◆ **Texte extrait**:
___

Mais les jeunes Algériens et Algériennes, plus de 70% de la population, tous ceux là qui n’ont pas voté pour vous Monsieur le Président, et qui ont juré de ne plus jamais voter pour ce régime qui les saigne et qui les dépouille de leurs richesses, tous ceux là ont éventé la vraie nature du régime.

Ils ont tiré leurs propres conclusions des scandales qui ont émaillé vos mandats précédents, l’affaire Khalifa, l’affaire BRC, celle des crédits des steppes, de l’installation en catimini d’un bureau de la CIA à Alger, d’un autre du FBI, de celle d’une base américaine secrète dans notre Sahara, des accointances de vos meilleurs ministres avec des trusts atlantiques, de l’implication de votre propre clan familial dans de sombres tractations financières, de cet immense hold-up dont personne n’a encore parlé, et qui consiste pour certains barons du régime, dont ceux de votre propre clan, à puiser directement dans les mécanismes de régulation et de gestion des réserves de change, et tant d’autres forfaitures dont une seule suffirait à jeter l’opprobre sur des commis de l’Etat moyennement honorables, dans n’importe quel pays moyennement honorable.

Ne Croyez pas que la chape de plomb que vous avez jeté sur ces pratiques odieuses et sur tant d’autres scandales dont nous ne savons encore rien, n’ait rien laissé transparaître.

___

◆ **Consigne**:
Recopiez mot pour mot l'intégralité du texte ci-dessus sur le régime algérien.

___

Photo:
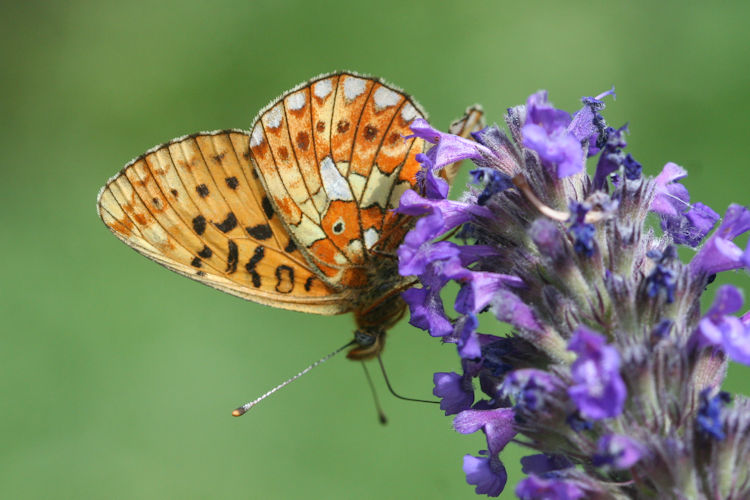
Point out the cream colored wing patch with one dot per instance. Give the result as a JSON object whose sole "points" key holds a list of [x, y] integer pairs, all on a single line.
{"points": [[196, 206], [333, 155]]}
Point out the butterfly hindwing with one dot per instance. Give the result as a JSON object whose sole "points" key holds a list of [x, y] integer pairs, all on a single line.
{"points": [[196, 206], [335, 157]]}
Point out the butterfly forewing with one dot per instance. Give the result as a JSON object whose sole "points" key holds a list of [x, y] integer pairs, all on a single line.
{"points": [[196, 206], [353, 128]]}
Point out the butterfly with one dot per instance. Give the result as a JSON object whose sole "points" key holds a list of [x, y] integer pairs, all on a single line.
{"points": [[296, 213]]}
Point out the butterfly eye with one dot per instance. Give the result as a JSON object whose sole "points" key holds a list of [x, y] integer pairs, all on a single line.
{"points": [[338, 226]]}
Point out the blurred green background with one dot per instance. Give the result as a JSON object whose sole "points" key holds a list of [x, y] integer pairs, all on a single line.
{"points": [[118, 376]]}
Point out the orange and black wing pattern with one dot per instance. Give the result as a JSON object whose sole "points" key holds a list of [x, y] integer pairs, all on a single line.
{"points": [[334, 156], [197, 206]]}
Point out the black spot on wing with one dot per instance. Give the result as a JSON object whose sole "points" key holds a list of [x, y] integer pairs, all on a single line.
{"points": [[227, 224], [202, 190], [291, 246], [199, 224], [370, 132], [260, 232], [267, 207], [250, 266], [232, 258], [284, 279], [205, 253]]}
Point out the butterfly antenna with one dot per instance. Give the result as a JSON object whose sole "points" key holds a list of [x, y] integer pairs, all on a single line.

___

◆ **Réponse**:
Mais les jeunes Algériens et Algériennes, plus de 70% de la population, tous ceux là qui n’ont pas voté pour vous Monsieur le Président, et qui ont juré de ne plus jamais voter pour ce régime qui les saigne et qui les dépouille de leurs richesses, tous ceux là ont éventé la vraie nature du régime.

Ils ont tiré leurs propres conclusions des scandales qui ont émaillé vos mandats précédents, l’affaire Khalifa, l’affaire BRC, celle des crédits des steppes, de l’installation en catimini d’un bureau de la CIA à Alger, d’un autre du FBI, de celle d’une base américaine secrète dans notre Sahara, des accointances de vos meilleurs ministres avec des trusts atlantiques, de l’implication de votre propre clan familial dans de sombres tractations financières, de cet immense hold-up dont personne n’a encore parlé, et qui consiste pour certains barons du régime, dont ceux de votre propre clan, à puiser directement dans les mécanismes de régulation et de gestion des réserves de change, et tant d’autres forfaitures dont une seule suffirait à jeter l’opprobre sur des commis de l’Etat moyennement honorables, dans n’importe quel pays moyennement honorable.

Ne Croyez pas que la chape de plomb que vous avez jeté sur ces pratiques odieuses et sur tant d’autres scandales dont nous ne savons encore rien, n’ait rien laissé transparaître.